- PROBLEM DETAILS: Repeat the records. Keep every word and mark exactly as it is.

--- SOURCE RECORDS Enclosed Below ---

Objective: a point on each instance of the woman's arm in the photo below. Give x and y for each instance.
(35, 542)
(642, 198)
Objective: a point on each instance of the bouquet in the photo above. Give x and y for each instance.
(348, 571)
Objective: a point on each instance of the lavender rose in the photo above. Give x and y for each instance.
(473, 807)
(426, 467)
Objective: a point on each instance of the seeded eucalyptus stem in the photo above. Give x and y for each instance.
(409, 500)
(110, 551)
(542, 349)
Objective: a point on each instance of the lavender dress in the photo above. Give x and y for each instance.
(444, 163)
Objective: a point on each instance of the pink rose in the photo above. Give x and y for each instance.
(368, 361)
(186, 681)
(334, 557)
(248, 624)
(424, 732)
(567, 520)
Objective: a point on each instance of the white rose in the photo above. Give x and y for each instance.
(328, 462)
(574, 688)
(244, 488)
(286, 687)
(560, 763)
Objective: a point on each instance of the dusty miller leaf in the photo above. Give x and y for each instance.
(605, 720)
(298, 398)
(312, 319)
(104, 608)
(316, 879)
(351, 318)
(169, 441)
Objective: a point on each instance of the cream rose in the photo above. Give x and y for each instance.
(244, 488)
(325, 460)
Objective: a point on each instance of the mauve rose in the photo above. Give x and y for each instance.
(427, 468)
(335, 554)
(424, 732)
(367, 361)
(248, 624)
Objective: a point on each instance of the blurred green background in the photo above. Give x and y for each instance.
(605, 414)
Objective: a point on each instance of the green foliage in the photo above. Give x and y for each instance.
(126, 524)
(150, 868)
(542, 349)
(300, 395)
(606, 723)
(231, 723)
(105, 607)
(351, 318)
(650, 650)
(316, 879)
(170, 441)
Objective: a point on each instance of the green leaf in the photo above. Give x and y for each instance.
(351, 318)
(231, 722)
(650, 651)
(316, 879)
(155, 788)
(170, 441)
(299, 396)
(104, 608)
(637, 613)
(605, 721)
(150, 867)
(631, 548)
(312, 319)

--- End of Enclosed SOURCE RECORDS ---

- TASK OUTPUT:
Objective: a point on each instance of the woman's arm in the photo below. Give x and y for each instance.
(35, 542)
(642, 198)
Objective: a point on each instance of the bouquet in the photo above. Give x and y for each instance.
(348, 571)
Objective: a point on each instance of the lavender rose in the photo above. Give x and y for each instance.
(473, 807)
(426, 467)
Objective: a point on each instance of the seeded eucalyptus stem in the photo above. Give x and y for each instance.
(409, 500)
(110, 551)
(542, 349)
Objective: a point on each instance of the lavender dress in the photo above. Give x and y for each instance.
(444, 163)
Objective: a point on each instance of the pink rose in the photo above. Give x and y for each instance.
(368, 361)
(186, 681)
(334, 557)
(248, 624)
(424, 732)
(567, 520)
Objective: a point on each instance of the white rose in the photo above. Give x and y for each instance.
(328, 462)
(574, 688)
(244, 488)
(286, 687)
(560, 763)
Objective: a point on each instance of the dusty miller leaf in the photo above. Give x and y for each instance.
(605, 720)
(298, 398)
(312, 319)
(104, 608)
(316, 879)
(351, 318)
(169, 441)
Objective: a point on each instance of the cream rose in the photo above. Give x and y for each instance.
(244, 488)
(325, 460)
Objective: a point on each instance of the mauve rose in the photo above. Give x and y for each instance.
(427, 468)
(335, 554)
(424, 732)
(367, 361)
(248, 624)
Objective: a point on each instance of the blurred green background in the photo above. Give x and y for each instance.
(605, 414)
Objective: a point on each instance of the green foliage in the photo above. Give x and y for each instance.
(126, 524)
(150, 868)
(542, 349)
(300, 395)
(606, 723)
(231, 723)
(105, 607)
(351, 318)
(650, 650)
(316, 879)
(170, 441)
Objective: a point on each instance of the green leaf in the photo above. Give x and y for each instance.
(351, 318)
(231, 722)
(650, 651)
(316, 879)
(155, 788)
(170, 441)
(299, 396)
(104, 608)
(637, 613)
(605, 721)
(150, 867)
(631, 548)
(312, 319)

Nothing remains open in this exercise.